Start Input

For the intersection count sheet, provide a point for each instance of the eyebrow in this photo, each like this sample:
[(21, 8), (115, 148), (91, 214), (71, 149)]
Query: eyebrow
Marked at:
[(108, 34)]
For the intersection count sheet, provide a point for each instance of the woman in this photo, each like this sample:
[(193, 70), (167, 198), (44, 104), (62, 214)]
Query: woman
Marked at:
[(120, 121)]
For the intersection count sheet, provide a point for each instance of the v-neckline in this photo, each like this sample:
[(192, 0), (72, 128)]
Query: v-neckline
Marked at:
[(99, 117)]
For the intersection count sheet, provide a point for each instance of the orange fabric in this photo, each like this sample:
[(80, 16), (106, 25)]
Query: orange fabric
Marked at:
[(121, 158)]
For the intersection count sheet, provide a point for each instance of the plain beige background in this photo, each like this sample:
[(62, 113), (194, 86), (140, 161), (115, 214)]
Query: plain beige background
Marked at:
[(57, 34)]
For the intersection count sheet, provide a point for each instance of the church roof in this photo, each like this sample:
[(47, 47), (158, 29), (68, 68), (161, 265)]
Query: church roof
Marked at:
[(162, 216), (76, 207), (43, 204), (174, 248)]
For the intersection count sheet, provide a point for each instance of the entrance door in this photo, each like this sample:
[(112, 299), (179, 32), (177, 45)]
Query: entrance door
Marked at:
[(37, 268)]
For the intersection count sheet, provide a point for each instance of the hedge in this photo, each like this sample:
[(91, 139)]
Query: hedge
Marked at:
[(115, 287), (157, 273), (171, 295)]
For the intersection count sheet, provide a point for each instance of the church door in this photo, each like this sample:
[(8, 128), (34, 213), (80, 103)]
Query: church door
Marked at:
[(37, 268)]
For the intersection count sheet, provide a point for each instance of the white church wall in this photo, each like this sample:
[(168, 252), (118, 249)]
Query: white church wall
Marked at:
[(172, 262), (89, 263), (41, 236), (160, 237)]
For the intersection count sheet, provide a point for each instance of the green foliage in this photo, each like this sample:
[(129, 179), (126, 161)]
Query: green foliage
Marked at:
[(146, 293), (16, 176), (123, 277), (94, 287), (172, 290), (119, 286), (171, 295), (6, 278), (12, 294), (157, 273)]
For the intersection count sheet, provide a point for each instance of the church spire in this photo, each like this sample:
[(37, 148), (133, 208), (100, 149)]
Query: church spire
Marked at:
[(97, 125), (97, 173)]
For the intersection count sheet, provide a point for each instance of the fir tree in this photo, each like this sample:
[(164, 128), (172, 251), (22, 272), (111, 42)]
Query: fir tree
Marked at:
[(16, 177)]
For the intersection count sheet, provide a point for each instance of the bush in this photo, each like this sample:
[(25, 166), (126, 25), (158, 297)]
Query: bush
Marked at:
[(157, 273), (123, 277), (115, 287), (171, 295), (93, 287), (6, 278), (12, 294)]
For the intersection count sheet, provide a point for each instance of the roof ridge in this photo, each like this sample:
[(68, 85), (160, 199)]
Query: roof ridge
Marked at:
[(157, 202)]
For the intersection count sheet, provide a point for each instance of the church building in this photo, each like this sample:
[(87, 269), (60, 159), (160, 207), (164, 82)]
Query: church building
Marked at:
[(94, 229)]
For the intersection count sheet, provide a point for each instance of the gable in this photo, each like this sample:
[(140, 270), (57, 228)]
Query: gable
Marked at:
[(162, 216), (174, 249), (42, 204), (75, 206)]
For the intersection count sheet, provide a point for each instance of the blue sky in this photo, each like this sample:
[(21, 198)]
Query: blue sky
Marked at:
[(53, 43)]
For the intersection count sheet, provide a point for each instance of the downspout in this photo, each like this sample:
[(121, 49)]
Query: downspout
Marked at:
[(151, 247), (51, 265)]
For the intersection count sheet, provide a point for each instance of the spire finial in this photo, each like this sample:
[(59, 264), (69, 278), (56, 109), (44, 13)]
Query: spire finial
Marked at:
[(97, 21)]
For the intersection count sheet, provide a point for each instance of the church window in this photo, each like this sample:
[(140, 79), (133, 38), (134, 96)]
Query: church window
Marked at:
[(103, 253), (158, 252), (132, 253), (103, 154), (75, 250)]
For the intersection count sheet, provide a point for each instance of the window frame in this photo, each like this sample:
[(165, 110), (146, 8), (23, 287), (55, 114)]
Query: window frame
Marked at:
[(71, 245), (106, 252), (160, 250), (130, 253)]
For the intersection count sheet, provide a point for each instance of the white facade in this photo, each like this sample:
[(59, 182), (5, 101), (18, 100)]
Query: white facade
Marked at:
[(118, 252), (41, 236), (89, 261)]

End Input

[Exercise description] Lay out every line of the listing above as a numbered list, leaving out any blank lines.

[Response to this exercise]
1. For the intersection count sheet, provide a point for each instance of the eyebrow in this photo, each like this sample:
2. [(21, 8), (115, 148), (91, 214), (71, 149)]
3. Query: eyebrow
4. Marked at:
5. [(108, 34)]
6. For the intersection count sheet, provide a point for each instance of the woman in this photo, each like this sample:
7. [(193, 70), (167, 198), (44, 104), (62, 214)]
8. Query: woman
9. Marked at:
10. [(120, 121)]
11. For the intersection count sheet, provide a point for each instance of the v-neckline in this photo, each like this sample:
12. [(192, 0), (72, 128)]
13. Query: v-neckline
14. Marked at:
15. [(99, 117)]
16. For the intersection count sheet, provide a point for each instance of the orange fabric in this photo, each like this sample:
17. [(80, 16), (106, 25)]
18. Query: orange fabric
19. Marked at:
20. [(121, 158)]
21. For the intersection count sheet, provide a point for each instance of the plain beige background in this photo, each like this sample:
22. [(62, 113), (194, 86), (140, 161), (115, 214)]
23. Query: plain beige background
24. Marked at:
25. [(57, 34)]
26. For the intersection count sheet, provide a point for each instance of the church roof in this photo, each like this sample:
27. [(47, 47), (158, 29), (68, 68), (161, 265)]
28. Query: church roof
29. Marked at:
30. [(162, 216), (76, 207), (43, 204), (174, 248)]
31. For the intersection count sheet, provide a point for each instance of the entrance door in this photo, each like this sample:
32. [(112, 299), (179, 32), (177, 45)]
33. Query: entrance door
34. Marked at:
35. [(37, 268)]
36. For the intersection count sheet, provide a point for each instance of the hedge in this photo, each like this sample:
37. [(91, 139)]
38. Query: hedge
39. Marked at:
40. [(115, 287), (157, 273), (171, 295)]
41. For the intersection count sheet, provide a point for each instance of the church door in this photo, each like this sample:
42. [(8, 128), (34, 213), (80, 103)]
43. Query: church door
44. Marked at:
45. [(37, 268)]
46. For the intersection count sheet, provide a point for each instance of the white church wall in this photo, each like this sample:
47. [(168, 252), (118, 249)]
48. Query: white church wall
49. Marked at:
50. [(172, 262), (89, 263), (41, 236), (160, 237)]
51. For the intersection count sheet, provide a point for each instance of the green foliage in this photo, each like this sample:
52. [(129, 179), (126, 161)]
53. Query: green foliage
54. Marked at:
55. [(146, 293), (16, 176), (123, 277), (94, 287), (172, 290), (119, 286), (171, 295), (6, 278), (12, 294), (157, 273)]
56. For the intersection count sheet, provide a point for each instance of the church spire in this photo, each like this sample:
57. [(37, 148), (133, 208), (100, 149)]
58. Query: church spire
59. Marked at:
60. [(97, 125), (97, 173)]
61. For the intersection count sheet, provide a point for each instance of the fir tree in this photo, each like this sample:
62. [(164, 128), (172, 251), (22, 272), (111, 42)]
63. Query: fir tree
64. Marked at:
65. [(16, 177)]
66. For the intersection count sheet, provide a point for each instance of the bush in this photo, each like this sample:
67. [(25, 166), (126, 25), (158, 297)]
68. Query: bush
69. Marked at:
70. [(157, 273), (123, 277), (115, 287), (171, 295), (93, 287), (6, 278), (12, 294)]
71. For the intersection count sheet, provide a point for each instance of the roof ridge in this photo, each like this sample:
72. [(68, 85), (160, 199)]
73. Query: roof ridge
74. Marked at:
75. [(157, 202)]
76. For the intersection count sheet, provide a point for each instance of the church building in this photo, each like this sample:
77. [(87, 269), (60, 159), (160, 207), (164, 82)]
78. Query: church building
79. Marked at:
80. [(94, 229)]
81. For the intersection count sheet, provide a point for each instance of the gable in this photo, each like this sample:
82. [(140, 270), (57, 228)]
83. Query: gable
84. Marked at:
85. [(162, 216), (174, 249), (42, 204), (75, 206)]
86. For the intersection count sheet, provide a point for each instance of the blue sky in this photo, each like this sample:
87. [(21, 198)]
88. Query: blue sky
89. Marked at:
90. [(53, 43)]
91. For the intersection count sheet, provide a point for each instance of the downspout in this photo, each like this sample:
92. [(121, 49)]
93. Query: downspout
94. Marked at:
95. [(151, 247), (51, 265)]
96. For the intersection count sheet, provide a point for each instance of the spire finial in this photo, each like this sample:
97. [(59, 264), (69, 278), (56, 109), (44, 13)]
98. Query: spire finial
99. Marked at:
100. [(97, 21)]
101. For the intersection count sheet, provide a point for each instance of the church window in this photo, each like this sample:
102. [(140, 79), (133, 38), (134, 96)]
103. Query: church window
104. Marked at:
105. [(103, 253), (158, 252), (132, 253), (103, 154), (75, 250)]
106. For the intersection count sheet, provide a point for each instance of the window frame in this photo, each like this sample:
107. [(165, 110), (146, 8), (23, 287), (55, 114)]
108. Query: window frame
109. Marked at:
110. [(71, 245), (106, 252), (160, 250), (130, 253)]
111. For the intersection count sheet, provide a point for each instance of the white facade in this photo, each like this sample:
112. [(59, 182), (5, 101), (18, 100)]
113. Query: white facade
114. Marked at:
115. [(118, 252), (41, 236), (89, 261)]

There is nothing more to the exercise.